Requirements:
Reproduce word for word the lines that run from the start of the records through the line containing "167 150 L 169".

(Outline annotation records)
^^^^

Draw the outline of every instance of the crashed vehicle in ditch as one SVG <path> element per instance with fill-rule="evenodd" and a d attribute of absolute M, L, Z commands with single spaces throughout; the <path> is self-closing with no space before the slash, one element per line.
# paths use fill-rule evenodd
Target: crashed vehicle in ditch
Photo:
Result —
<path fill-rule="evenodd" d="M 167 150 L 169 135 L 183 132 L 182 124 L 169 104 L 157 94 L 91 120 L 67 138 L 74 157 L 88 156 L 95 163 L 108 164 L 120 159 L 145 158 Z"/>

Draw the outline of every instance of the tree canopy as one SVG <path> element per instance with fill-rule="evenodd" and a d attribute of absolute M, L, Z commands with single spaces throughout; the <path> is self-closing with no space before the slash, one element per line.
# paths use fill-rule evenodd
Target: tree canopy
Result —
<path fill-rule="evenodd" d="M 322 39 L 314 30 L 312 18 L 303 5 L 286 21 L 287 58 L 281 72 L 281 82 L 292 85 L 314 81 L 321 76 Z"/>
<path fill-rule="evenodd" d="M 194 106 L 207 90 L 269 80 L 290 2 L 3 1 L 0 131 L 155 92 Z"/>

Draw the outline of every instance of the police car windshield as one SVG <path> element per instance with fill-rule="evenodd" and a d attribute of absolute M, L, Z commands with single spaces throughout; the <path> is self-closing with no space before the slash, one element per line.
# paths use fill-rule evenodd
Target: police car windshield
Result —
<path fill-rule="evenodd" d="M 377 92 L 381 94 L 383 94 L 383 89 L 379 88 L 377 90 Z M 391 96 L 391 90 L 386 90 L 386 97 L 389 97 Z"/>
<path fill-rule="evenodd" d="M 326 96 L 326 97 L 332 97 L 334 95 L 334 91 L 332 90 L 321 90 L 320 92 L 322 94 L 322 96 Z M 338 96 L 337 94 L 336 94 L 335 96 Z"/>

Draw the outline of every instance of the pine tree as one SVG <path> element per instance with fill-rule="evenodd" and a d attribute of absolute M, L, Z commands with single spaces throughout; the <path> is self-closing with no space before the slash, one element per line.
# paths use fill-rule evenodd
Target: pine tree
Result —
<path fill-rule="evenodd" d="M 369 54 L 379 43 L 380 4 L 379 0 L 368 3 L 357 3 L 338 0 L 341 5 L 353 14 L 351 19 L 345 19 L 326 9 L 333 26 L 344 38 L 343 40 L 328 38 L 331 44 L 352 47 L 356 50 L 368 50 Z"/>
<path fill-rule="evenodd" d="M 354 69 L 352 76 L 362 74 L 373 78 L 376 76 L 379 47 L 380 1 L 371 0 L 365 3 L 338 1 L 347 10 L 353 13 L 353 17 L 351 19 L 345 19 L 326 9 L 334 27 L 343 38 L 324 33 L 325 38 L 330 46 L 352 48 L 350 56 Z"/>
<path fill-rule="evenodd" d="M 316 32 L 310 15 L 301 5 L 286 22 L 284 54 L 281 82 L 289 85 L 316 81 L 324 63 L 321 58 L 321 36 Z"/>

^^^^

Response to the task:
Draw the outline of every instance of the crashed vehicle in ditch as one SVG <path> element per instance with fill-rule="evenodd" and a d attribute of absolute M, L, Z commands with single spaces throughout; the <path> is self-closing with no space before the slash, one element per line.
# paths use fill-rule evenodd
Target: crashed vehicle in ditch
Photo:
Result —
<path fill-rule="evenodd" d="M 167 150 L 169 135 L 183 132 L 182 124 L 169 104 L 157 94 L 91 120 L 67 138 L 74 157 L 88 156 L 95 163 L 108 164 L 120 159 L 145 158 Z"/>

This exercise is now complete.